• [Fragmento de texto]:
- - -

El asunto se puede resumir, como bien afirmaron los catedráticos Cotarelo y Tamayo en la vieja cuestión del nacionalcatolicismo, la identificación de lo nacional con lo católico con resonancias al franquismo pero cuyos fundamentos históricos son casi premodernos en el caso español y cuyos teóricos nada tienen que ver con aquel general golpista llamado, más tarde, Caudillo, sino con Marcelino Menéndez y Pelayo. Esta vieja doctrina o, si se quiere, teória política, sigue siendo el principio rector de las relaciones Iglesia-Estado en España, una nación teñida de religión que no sólo consolidó el franquismo con su famoso concordato, un texto profundamente político y poco ortodoxo desde un punto de vista religioso que dio reconocimiento internacional al único totalitarismo europeo que sigue sin ser condenado. Por cierto, el viejo texto Inter Sactam sedem et Hispaniam sigue en vigor pese a que la doctrina del derecho eclesiástico persista en decir que está derogado. El concordato de 1953 al igual que el Reichkonkordat o los pactos letranenses, sigue en pie porque nadie lo ha denunciado o abrogado. De hecho, los acuerdos de 1976 y 1979 entre España y la Santa Sede se hacen en base a él y como señaló el profesor Tamayo, «en un espíritu poco conciliar», en referencia al Concilio Vaticano II, aquella bocanada de aire fresco que hizo mucho ruido pero pocas nueces.

- - -

• [Listado]:
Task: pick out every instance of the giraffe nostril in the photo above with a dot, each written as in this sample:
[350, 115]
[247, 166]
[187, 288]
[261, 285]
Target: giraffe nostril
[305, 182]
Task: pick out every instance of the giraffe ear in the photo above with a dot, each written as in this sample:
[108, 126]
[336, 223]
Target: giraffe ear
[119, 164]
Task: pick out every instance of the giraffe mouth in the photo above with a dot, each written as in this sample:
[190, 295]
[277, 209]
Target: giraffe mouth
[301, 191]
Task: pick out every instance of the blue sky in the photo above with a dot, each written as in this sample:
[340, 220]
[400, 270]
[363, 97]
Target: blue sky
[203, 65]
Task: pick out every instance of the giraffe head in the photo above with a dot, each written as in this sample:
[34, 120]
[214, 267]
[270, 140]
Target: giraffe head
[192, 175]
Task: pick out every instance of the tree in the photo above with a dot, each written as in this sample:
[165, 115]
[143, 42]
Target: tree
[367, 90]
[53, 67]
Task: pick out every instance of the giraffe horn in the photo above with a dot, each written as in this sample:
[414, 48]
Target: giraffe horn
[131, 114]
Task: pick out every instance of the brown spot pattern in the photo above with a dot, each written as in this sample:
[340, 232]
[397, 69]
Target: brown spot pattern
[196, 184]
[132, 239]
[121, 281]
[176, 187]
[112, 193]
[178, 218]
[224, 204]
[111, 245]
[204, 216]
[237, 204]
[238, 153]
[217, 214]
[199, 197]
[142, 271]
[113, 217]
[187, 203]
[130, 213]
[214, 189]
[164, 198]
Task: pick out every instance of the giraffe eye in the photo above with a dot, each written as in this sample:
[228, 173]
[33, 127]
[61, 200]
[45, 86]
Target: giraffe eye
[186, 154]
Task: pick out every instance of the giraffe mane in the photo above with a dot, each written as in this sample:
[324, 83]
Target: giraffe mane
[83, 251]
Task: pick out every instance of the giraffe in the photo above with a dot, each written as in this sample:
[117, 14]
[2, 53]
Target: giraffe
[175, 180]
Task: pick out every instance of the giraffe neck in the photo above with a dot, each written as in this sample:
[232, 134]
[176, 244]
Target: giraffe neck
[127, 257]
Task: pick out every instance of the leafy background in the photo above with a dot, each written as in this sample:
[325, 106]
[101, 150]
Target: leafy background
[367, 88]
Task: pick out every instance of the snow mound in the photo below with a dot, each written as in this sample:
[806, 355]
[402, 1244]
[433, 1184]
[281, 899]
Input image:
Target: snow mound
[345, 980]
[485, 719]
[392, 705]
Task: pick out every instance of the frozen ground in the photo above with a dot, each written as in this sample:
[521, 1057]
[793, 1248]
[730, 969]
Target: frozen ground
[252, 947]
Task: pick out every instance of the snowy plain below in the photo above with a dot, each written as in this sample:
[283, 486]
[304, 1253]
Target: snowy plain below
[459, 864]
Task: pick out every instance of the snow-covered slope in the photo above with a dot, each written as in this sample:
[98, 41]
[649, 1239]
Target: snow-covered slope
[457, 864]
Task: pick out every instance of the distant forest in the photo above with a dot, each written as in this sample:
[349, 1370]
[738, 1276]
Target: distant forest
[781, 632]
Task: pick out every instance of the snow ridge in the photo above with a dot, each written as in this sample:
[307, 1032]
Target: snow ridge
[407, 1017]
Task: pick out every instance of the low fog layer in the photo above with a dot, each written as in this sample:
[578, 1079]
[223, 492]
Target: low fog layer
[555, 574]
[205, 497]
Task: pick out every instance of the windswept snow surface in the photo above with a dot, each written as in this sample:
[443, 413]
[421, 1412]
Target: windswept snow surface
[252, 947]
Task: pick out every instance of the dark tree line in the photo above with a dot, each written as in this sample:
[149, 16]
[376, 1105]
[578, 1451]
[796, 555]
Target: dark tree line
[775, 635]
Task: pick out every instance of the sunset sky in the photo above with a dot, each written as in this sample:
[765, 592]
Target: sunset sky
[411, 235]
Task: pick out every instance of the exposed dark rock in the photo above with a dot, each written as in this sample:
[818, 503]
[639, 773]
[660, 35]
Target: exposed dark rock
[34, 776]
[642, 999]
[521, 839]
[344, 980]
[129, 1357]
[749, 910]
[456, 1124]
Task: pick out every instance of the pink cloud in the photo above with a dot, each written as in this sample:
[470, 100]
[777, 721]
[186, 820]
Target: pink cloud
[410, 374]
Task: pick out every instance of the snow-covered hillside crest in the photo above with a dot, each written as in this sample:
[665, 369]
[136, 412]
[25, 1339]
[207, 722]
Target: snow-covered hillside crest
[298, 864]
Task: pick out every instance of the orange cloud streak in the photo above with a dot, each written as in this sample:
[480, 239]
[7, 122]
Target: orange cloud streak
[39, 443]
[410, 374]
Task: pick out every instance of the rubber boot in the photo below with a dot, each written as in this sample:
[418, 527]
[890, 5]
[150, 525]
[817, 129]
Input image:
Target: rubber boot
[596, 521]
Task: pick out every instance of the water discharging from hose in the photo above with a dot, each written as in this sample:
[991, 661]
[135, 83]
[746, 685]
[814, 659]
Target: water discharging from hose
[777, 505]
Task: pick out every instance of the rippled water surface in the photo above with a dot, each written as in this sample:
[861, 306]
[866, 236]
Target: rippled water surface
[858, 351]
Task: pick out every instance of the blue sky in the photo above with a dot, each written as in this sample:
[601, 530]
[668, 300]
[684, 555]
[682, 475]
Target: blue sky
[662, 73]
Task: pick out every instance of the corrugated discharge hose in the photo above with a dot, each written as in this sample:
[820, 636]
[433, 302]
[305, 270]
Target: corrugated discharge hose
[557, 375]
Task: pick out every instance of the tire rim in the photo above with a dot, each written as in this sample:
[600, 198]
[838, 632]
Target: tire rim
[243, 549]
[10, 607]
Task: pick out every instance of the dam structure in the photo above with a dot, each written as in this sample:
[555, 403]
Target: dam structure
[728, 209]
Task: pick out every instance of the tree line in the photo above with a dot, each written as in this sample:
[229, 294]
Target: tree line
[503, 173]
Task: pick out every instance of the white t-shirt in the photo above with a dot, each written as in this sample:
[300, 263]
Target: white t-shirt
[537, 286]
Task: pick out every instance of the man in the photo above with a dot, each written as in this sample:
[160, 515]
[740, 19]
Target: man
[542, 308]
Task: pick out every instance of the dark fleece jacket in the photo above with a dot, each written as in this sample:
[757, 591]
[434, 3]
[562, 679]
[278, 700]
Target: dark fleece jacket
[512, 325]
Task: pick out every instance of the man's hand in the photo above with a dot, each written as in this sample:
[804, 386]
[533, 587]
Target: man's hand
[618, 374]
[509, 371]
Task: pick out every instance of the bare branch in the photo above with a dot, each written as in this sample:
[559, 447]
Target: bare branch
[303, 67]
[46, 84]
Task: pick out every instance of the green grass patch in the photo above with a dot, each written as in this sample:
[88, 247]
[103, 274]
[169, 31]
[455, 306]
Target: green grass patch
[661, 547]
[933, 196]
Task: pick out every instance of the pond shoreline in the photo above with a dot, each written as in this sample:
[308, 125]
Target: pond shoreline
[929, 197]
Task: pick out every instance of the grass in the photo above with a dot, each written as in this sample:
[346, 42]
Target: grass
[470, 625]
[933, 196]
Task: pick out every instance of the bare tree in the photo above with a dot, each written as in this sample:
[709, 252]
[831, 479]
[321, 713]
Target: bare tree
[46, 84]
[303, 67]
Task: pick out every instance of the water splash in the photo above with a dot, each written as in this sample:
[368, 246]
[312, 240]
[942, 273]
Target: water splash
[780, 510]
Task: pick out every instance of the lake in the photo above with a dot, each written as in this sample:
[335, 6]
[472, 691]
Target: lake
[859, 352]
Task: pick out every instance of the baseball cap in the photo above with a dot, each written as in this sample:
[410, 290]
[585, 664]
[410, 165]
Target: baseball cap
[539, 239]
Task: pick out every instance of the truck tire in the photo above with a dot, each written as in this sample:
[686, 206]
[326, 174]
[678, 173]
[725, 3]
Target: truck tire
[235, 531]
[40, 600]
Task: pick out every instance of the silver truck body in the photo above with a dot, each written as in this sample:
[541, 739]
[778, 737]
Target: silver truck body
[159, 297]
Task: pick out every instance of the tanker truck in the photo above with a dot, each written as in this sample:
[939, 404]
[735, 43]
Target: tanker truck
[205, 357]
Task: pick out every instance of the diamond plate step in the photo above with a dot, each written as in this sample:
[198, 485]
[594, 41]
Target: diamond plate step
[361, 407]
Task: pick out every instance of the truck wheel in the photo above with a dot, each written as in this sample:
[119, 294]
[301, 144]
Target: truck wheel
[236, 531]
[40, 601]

- - -

• [Solicitud escrita 1]:
En el texto sobre el nacionalcatolicismo, ¿con qué teórico se relaciona esa doctrina en vez de con el general golpista?
• [Solicitud escrita 2]:
Continúa, por favor, el texto sobre el nacionalcatolicismo desde donde termina.

• [Respuesta escrita 1]:
Con Marcelino Menéndez y Pelayo.

• [Respuesta escrita 2]:
Se mire como se mire, sea en función del modelo concordatario actual (Acuerdo marco de 1976 y los cuatro Acuerdos de 1979) o del anterior (1953) o de ambos (que formarían uno solo), como expliqué, España no es un Estado laico. Sin ir más lejos y alejándonos de los textos jurídicos, el proceso de beatificaciones masivas de Tarragona –que traduzco como un proceso de construcción de mitos y leyendas– contribuye a enriquecer aquello que el sociólogo Pierre Boudieu llamaba el “capital simbólico” (católico) y, por ende, la consolidación de una conciencia nacional española católica. En España, como indicó el profesor Cotarelo, «todo está al servicio de los curas», lo que convierte a nuestro país en un Estado deliberadamente rehén de una Iglesia con una función política y social «parasitaria» con estrategias de comunicación o–como señalaba Palmira Chavero–marketing político de última generación: «curas jóvenes y guapos» están tomando el relevo de la generación Tarranconiana que ya se ocupa de las cuestiones de fondo: condenar a los gays y las lesbianas, excluir a las mujeres, negarles derechos, y preparar el terreno político para que estos jóvenes guaperas transmitan sus valores a la sociedad española, es decir, un conjunto de ideas que, juntas, constituyen un modelo de sociedad antiliberal en donde, como decía el pensador reaccionario francés Louis Veuillot «el sacramento desinfecta» de los tres «grandes errores de los tiempos modernos: la libertad, la igualdad y la fraternidad».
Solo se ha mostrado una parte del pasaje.